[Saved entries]
---+---

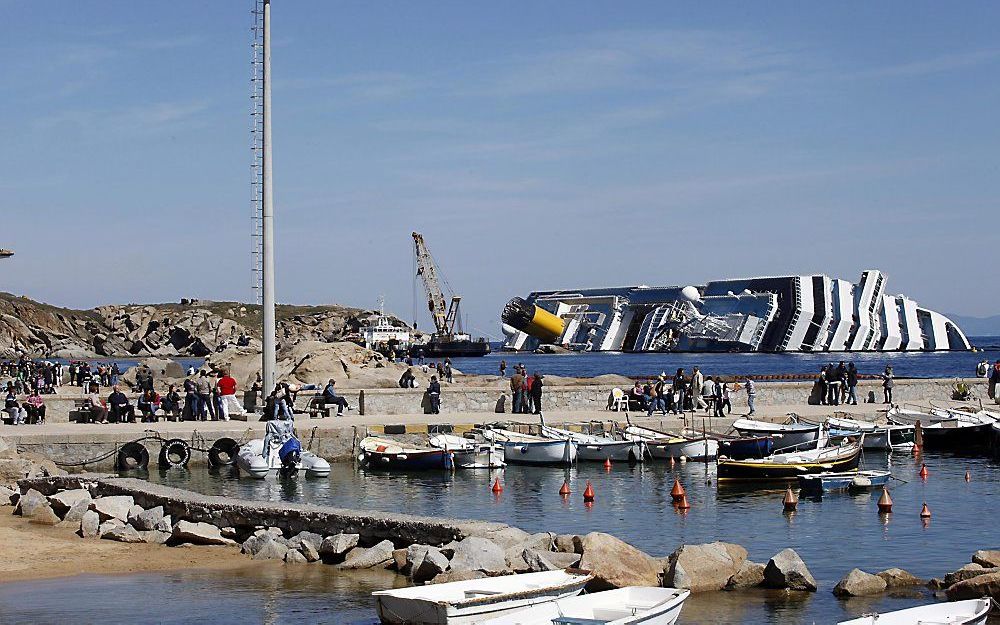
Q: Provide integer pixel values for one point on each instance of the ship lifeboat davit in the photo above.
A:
(532, 320)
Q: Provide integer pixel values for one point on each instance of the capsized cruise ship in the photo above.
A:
(810, 313)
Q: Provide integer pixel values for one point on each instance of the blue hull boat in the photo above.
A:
(848, 480)
(750, 447)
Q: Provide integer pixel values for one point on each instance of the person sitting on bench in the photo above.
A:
(330, 397)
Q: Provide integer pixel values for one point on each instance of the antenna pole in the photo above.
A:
(269, 359)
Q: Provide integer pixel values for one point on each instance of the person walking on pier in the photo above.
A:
(434, 395)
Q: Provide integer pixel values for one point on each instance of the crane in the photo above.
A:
(446, 316)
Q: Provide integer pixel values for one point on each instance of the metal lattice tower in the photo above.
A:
(257, 150)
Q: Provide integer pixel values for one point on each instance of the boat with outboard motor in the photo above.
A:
(818, 483)
(528, 449)
(382, 454)
(790, 435)
(476, 600)
(790, 465)
(968, 612)
(591, 448)
(469, 453)
(630, 605)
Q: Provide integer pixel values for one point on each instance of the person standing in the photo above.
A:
(751, 396)
(852, 384)
(536, 393)
(888, 381)
(434, 395)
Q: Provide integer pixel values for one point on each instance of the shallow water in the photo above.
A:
(833, 534)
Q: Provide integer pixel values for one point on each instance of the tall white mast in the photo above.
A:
(267, 221)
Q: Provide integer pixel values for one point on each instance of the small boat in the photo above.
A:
(969, 612)
(789, 466)
(746, 447)
(963, 432)
(785, 435)
(622, 606)
(476, 600)
(689, 444)
(251, 461)
(527, 449)
(470, 454)
(592, 448)
(884, 437)
(385, 455)
(848, 480)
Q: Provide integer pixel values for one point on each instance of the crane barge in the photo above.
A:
(448, 338)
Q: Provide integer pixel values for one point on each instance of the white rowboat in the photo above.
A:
(476, 600)
(969, 612)
(623, 606)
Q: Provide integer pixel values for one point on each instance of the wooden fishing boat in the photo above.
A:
(476, 600)
(883, 437)
(969, 612)
(385, 455)
(527, 449)
(746, 447)
(785, 435)
(826, 482)
(624, 606)
(789, 466)
(468, 453)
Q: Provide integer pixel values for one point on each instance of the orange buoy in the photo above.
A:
(790, 501)
(885, 502)
(677, 492)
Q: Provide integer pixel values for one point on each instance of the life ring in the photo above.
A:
(223, 453)
(132, 456)
(174, 453)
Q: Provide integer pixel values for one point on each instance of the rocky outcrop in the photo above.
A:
(616, 564)
(705, 567)
(857, 583)
(787, 570)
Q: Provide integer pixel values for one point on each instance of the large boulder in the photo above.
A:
(62, 502)
(377, 555)
(479, 554)
(987, 585)
(616, 564)
(750, 575)
(700, 568)
(334, 548)
(115, 507)
(898, 578)
(987, 558)
(787, 570)
(199, 534)
(857, 583)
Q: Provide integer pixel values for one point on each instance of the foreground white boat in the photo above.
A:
(251, 461)
(623, 606)
(476, 600)
(470, 454)
(970, 612)
(527, 449)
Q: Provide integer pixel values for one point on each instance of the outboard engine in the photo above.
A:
(290, 455)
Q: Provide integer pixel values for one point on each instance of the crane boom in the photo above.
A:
(443, 314)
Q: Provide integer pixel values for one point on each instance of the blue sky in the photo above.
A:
(536, 145)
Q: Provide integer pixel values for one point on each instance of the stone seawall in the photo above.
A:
(496, 399)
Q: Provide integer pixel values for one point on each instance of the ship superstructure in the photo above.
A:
(804, 313)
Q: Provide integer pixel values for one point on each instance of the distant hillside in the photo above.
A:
(188, 328)
(978, 326)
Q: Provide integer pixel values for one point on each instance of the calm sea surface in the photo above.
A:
(833, 535)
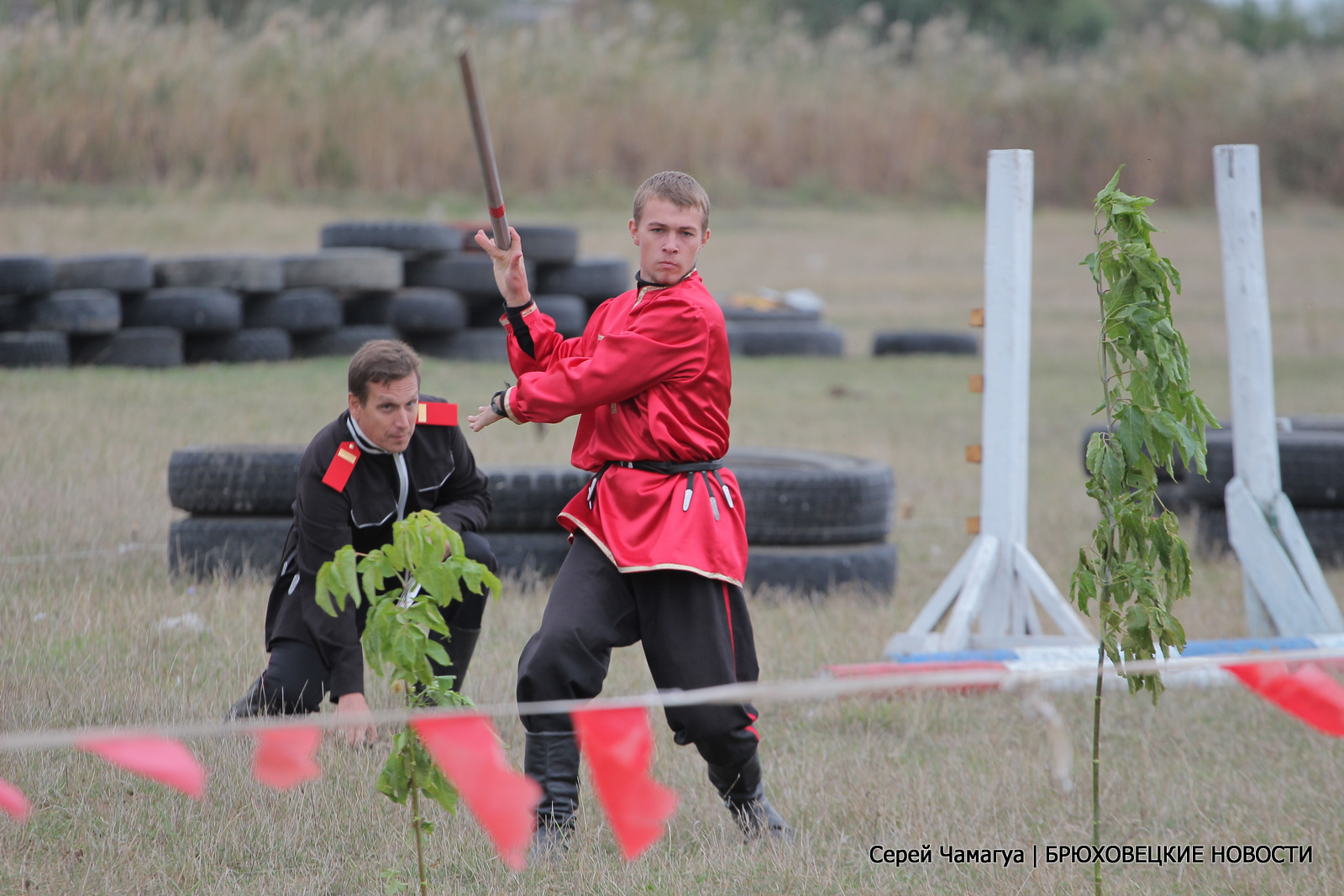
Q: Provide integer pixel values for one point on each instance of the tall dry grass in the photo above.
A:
(374, 102)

---+---

▶ AIM OF THE EXERCISE
The lines above, starting at the one with "crane in the photo above." and ending at the one with "motor in the photo above.", are the only ones to return, exactly as written.

▶ RESULT
Q: Provide integer pixel values for one point on each instance of the crane in the photo above.
A:
(446, 316)
Q: Provide integer pixel values for one point on each instance of the metal lattice tower in the photo above.
A:
(257, 150)
Q: Provide integer pixel values for one point on each instance of the boat with outboard motor in the photo above.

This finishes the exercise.